# TASK BRIEF
Would you please repeat all of the data exactly, omitting the pictures?

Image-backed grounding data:
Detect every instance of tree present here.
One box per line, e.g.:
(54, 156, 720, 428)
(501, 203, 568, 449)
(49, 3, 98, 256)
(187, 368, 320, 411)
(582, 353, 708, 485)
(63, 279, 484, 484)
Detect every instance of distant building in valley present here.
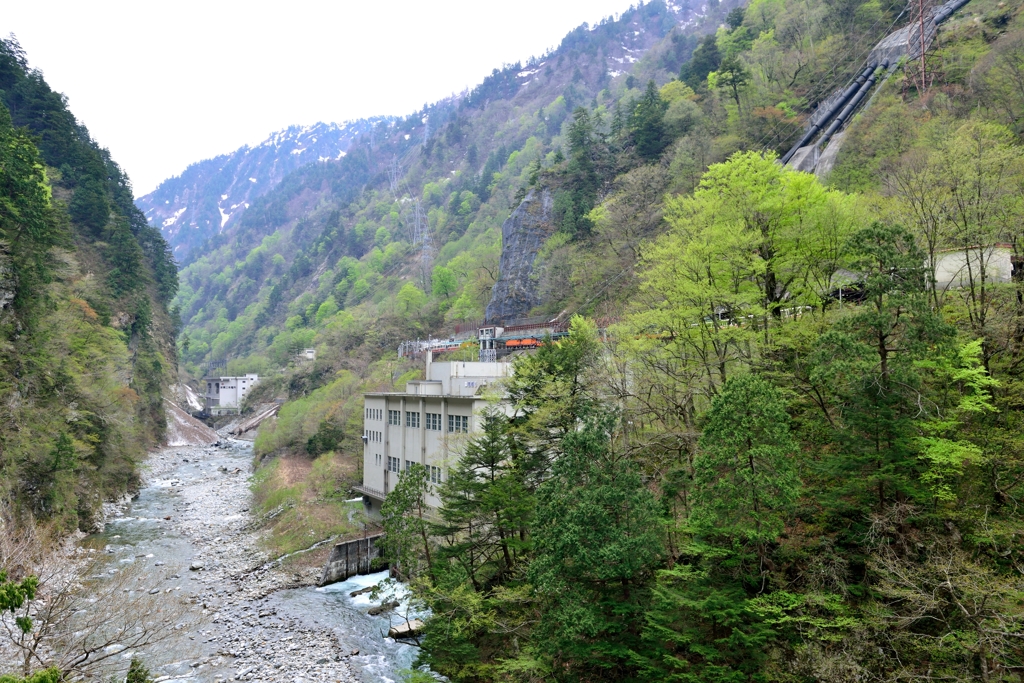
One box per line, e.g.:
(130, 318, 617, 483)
(203, 374, 259, 415)
(355, 354, 512, 516)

# COMPLETED EXERCISE
Detect every instance of tree present here.
One box per line, e.g.:
(54, 156, 720, 428)
(501, 203, 568, 449)
(49, 3, 98, 256)
(187, 368, 320, 411)
(582, 353, 708, 485)
(63, 279, 484, 484)
Detect every instance of distant building in valley present here.
One box per line, e.g.:
(130, 318, 617, 483)
(203, 374, 259, 415)
(355, 354, 512, 516)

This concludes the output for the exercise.